* **Exercise objective**
Write out every single entry exactly.

* **Data listing**
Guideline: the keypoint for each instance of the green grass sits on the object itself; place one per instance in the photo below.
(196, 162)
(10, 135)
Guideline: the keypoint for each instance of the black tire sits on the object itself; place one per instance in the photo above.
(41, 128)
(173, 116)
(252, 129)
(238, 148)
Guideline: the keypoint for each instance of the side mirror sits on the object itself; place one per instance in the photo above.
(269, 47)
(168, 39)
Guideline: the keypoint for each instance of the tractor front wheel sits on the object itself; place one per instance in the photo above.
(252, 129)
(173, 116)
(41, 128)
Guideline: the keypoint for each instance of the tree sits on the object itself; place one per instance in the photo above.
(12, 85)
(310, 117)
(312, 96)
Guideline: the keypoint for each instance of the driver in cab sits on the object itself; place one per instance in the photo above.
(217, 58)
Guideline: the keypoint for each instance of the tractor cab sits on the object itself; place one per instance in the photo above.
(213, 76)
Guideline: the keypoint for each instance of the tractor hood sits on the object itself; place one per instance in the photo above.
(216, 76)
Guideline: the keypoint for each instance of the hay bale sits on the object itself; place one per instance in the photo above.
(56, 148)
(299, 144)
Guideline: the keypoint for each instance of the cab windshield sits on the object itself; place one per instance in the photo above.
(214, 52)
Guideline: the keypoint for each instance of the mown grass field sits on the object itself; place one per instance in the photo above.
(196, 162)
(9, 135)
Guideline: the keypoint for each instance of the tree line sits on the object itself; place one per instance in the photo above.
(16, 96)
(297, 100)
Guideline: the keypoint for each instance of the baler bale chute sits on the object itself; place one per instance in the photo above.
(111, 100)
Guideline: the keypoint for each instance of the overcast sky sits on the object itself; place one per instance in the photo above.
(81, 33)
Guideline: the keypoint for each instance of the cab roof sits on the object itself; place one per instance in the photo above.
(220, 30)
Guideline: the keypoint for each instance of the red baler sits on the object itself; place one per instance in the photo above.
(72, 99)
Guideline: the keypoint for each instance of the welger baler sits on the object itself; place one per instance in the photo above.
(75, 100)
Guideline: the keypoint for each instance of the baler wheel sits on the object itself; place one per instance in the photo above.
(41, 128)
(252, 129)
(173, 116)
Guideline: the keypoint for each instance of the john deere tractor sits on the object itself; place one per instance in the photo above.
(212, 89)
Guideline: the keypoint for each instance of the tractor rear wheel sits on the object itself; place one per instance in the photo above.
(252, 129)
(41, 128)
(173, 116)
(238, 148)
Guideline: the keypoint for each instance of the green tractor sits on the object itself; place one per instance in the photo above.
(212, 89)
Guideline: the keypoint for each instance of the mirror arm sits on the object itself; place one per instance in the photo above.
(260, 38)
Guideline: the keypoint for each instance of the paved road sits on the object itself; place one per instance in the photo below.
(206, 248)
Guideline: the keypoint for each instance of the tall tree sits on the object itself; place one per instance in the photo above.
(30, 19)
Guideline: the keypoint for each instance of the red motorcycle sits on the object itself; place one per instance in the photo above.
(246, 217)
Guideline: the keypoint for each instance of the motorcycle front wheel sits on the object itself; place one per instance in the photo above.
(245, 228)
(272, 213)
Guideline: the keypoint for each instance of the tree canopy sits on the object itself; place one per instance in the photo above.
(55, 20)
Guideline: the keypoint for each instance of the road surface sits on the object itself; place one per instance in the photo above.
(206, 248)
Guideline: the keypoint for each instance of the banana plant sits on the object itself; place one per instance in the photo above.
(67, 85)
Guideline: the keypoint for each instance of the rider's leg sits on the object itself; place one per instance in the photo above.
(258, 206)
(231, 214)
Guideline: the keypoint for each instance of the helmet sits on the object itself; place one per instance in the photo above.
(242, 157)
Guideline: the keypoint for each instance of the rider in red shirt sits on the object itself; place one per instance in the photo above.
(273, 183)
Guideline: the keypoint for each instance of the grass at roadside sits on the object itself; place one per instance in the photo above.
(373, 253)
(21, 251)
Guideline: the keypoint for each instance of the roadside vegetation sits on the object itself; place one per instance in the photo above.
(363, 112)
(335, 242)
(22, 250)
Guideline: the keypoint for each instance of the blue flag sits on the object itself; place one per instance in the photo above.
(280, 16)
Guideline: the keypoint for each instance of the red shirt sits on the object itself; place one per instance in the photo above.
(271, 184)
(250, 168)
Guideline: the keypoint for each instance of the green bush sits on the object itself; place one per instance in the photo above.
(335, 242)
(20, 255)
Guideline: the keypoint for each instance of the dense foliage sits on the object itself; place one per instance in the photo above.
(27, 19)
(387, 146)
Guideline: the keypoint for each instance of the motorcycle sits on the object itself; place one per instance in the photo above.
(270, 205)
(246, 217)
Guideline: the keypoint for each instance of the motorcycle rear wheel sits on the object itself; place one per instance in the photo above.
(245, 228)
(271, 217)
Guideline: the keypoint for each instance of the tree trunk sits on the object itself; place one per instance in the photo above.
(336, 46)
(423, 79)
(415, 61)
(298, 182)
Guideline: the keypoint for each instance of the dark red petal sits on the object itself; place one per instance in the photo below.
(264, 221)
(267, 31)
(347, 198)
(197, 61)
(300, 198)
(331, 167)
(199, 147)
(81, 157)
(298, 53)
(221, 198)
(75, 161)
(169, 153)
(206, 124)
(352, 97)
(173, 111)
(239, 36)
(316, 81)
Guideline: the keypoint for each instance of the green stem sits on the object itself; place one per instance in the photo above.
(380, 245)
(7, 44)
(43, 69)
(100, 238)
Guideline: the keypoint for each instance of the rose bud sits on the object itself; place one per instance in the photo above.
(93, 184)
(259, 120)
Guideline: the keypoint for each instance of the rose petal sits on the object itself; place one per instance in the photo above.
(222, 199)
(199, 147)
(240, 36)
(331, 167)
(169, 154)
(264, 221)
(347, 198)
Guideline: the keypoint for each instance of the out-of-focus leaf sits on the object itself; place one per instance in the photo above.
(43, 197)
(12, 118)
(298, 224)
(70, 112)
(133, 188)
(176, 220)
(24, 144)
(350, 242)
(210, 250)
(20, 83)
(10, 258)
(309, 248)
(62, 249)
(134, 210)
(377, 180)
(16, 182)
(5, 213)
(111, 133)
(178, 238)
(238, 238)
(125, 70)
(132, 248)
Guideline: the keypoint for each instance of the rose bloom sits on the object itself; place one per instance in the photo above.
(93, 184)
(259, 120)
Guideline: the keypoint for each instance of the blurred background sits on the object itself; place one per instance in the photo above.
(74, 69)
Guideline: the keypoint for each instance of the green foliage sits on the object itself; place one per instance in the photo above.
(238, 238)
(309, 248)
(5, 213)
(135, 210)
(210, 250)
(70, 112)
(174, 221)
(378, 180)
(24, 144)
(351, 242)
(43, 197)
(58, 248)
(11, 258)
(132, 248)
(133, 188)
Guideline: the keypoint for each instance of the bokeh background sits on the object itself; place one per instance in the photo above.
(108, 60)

* **Output of the task**
Guideline: the keypoint for each instance of the green grass sits on the object itself; place one per instance in the photo below.
(196, 162)
(10, 135)
Guideline: the keypoint for each instance of the black tire sits on the object itself; place one per instance in the photo above.
(41, 128)
(173, 116)
(252, 129)
(238, 148)
Guideline: the keypoint for each instance of the side mirror sits on the object itself; place one per instance in the photo above.
(269, 47)
(168, 39)
Guideline: the keypoint for each instance of the tractor front wheel sits on the object itself; place one per instance in the photo above.
(252, 129)
(173, 116)
(41, 128)
Guideline: the keypoint for each instance of the tree sits on the object itself; place one per instance in the photo above.
(12, 85)
(310, 117)
(312, 96)
Guideline: the keypoint for each instance of the driver in cab sits on the object itself; place one per instance in the photo above.
(217, 58)
Guideline: the keypoint for each instance of the tractor cab sits on the object itself; place one per instance in the photo above.
(213, 76)
Guideline: the keypoint for each instance of the tractor hood sits on the object itself; place one per instance in the photo above.
(216, 76)
Guideline: the keypoint for each instance of the hay bale sits on the object itself; place one per instance in the photo above.
(56, 148)
(299, 144)
Guideline: the keypoint for each instance of the cab windshield sits on the object itself; place one per instance in the photo above.
(214, 52)
Guideline: the keypoint for each instance of the mown grass field sits on the object itself; place one per instance in the photo above.
(196, 162)
(9, 135)
Guideline: the keypoint for each instance of the tree line sits on the object itself; place one per instance in the photo above.
(16, 96)
(297, 100)
Guideline: the keypoint for each instance of the baler bale chute sits on the object itself; place one per instance in the photo above.
(111, 100)
Guideline: the keypoint for each instance of the overcast sky sits on the object itself; place one per instance in the photo above.
(81, 33)
Guideline: the keypoint for each instance of the cab roof sits on the object itself; place one per instance in the photo above.
(220, 30)
Guideline: the keypoint for each instance of the red baler sits on the object itself; place one per instance in the photo above.
(72, 99)
Guideline: the keypoint for each instance of the welger baler sits on the object itself; place one per instance in the photo above.
(75, 100)
Guideline: the keypoint for each instance of the baler wheel sits on the object itself; place one per instance in the photo above.
(41, 128)
(252, 129)
(173, 116)
Guideline: the keypoint for each instance of the john deere tractor sits on the object itself; place one per instance in the photo above.
(212, 89)
Guideline: the keypoint for each instance of the tractor rear wheel sits on the object itself; place one per instance in the photo above.
(252, 129)
(41, 128)
(173, 116)
(238, 148)
Guideline: the keypoint for each instance of the green tractor sits on the object itself; place one per instance in the photo above.
(212, 89)
Guideline: the keypoint for each instance of the mirror arm sits on the object itself; place one per instance in the photo above.
(260, 38)
Guideline: the keypoint for each instance of the paved road sits on the object itself; place one per instance in the photo below.
(206, 248)
Guideline: the keypoint for each instance of the tall tree sits on the object itself; place one per instance in the photo above.
(30, 19)
Guideline: the keypoint for each instance of the red motorcycle sits on the object itself; place one per instance in the photo above.
(246, 217)
Guideline: the keypoint for each instance of the motorcycle front wheel sits on the object itself; place one per instance in the photo above.
(245, 228)
(272, 213)
Guideline: the keypoint for each instance of the tree canopy sits on the object itself; place one per instance in the photo above.
(55, 20)
Guideline: the keypoint for each instance of the road surface sits on the object itself; place one per instance in the photo above.
(206, 248)
Guideline: the keypoint for each instance of the banana plant sits on the object itself; place one per instance in the photo above.
(67, 85)
Guideline: the keypoint for each instance of the rider's leg sits on the object itself; place one per instance in the photo above.
(258, 206)
(231, 214)
Guideline: the keypoint for each instance of the helmet sits on the object itself; place one per instance in the photo above.
(242, 157)
Guideline: the keypoint for each instance of the rider in red shirt sits on the object itself; place one per instance in the photo above.
(273, 183)
Guideline: the keypoint for each instance of the grass at roadside sits on the object itself; place one per instance in the photo above.
(373, 253)
(21, 251)
Guideline: the keypoint for each instance of the roadside vegetation sits on the object itself; place one per instance in the photo above.
(363, 112)
(335, 242)
(22, 250)
Guideline: the keypoint for each instance of the blue flag sits on the object itself; place one per instance in the photo above.
(280, 16)
Guideline: the keypoint for each instance of the red shirt sits on the object itself; place one per instance in the photo above.
(271, 184)
(250, 168)
Guideline: the keypoint for each instance of the green bush sits on the object itself; place one per instance in the photo above.
(335, 242)
(20, 255)
Guideline: the keypoint for each instance of the dense foliage sits on the object itself; place one per instance in the photo above.
(27, 19)
(387, 146)
Guideline: the keypoint for each instance of the motorcycle sits on the object itself; place one per instance in the photo above.
(270, 205)
(246, 217)
Guideline: the keypoint for each instance of the motorcycle rear wheel sits on the object itself; place one per instance in the photo above.
(245, 228)
(271, 217)
Guideline: the keypoint for each instance of the tree trunk sits on the object itself; place one per instance in the photo above.
(336, 46)
(423, 79)
(415, 61)
(298, 182)
Guideline: the keypoint for each instance of the dark red petal sits on the object itself; place one per instance in the photo below.
(264, 221)
(267, 31)
(347, 198)
(197, 61)
(300, 198)
(331, 167)
(199, 147)
(81, 157)
(298, 53)
(221, 198)
(75, 161)
(169, 153)
(206, 124)
(352, 97)
(173, 111)
(239, 36)
(316, 81)
Guideline: the keypoint for each instance of the green stem sits on the object itself; place one per instance in the photo above.
(380, 245)
(7, 44)
(43, 69)
(100, 238)
Guideline: the keypoint for each instance of the rose bud sits on the object itself; place one per instance in the photo above.
(93, 184)
(259, 120)
Guideline: the keypoint for each instance of the rose petal sits on the object itself; place one per instance in the photo above.
(222, 199)
(199, 147)
(240, 36)
(331, 167)
(169, 154)
(264, 221)
(347, 198)
Guideline: the keypoint for each instance of the out-of-focus leaf sits on the object itself; place one per instance in the photo above.
(43, 197)
(12, 118)
(298, 224)
(70, 112)
(133, 188)
(176, 220)
(24, 144)
(350, 242)
(210, 250)
(20, 83)
(10, 258)
(309, 248)
(62, 249)
(134, 210)
(377, 180)
(16, 182)
(5, 213)
(111, 133)
(178, 238)
(238, 238)
(125, 70)
(132, 248)
Guideline: the keypoint for each instance of the rose bloom sits on the object itself; place one per instance in the photo above.
(93, 184)
(259, 120)
Guideline: the keypoint for each instance of the blurred background sits on the object itself; place one per instance in the photo above.
(74, 69)
Guideline: the keypoint for each instance of the green foliage sits on the object itself; place one per instance in the photo above.
(238, 238)
(309, 248)
(5, 213)
(135, 210)
(210, 250)
(70, 112)
(174, 221)
(378, 180)
(24, 144)
(351, 242)
(43, 197)
(58, 248)
(11, 258)
(132, 248)
(133, 188)
Guideline: the keypoint for each instance of the bokeh background sits on the object itself; place one per instance in the photo above.
(108, 60)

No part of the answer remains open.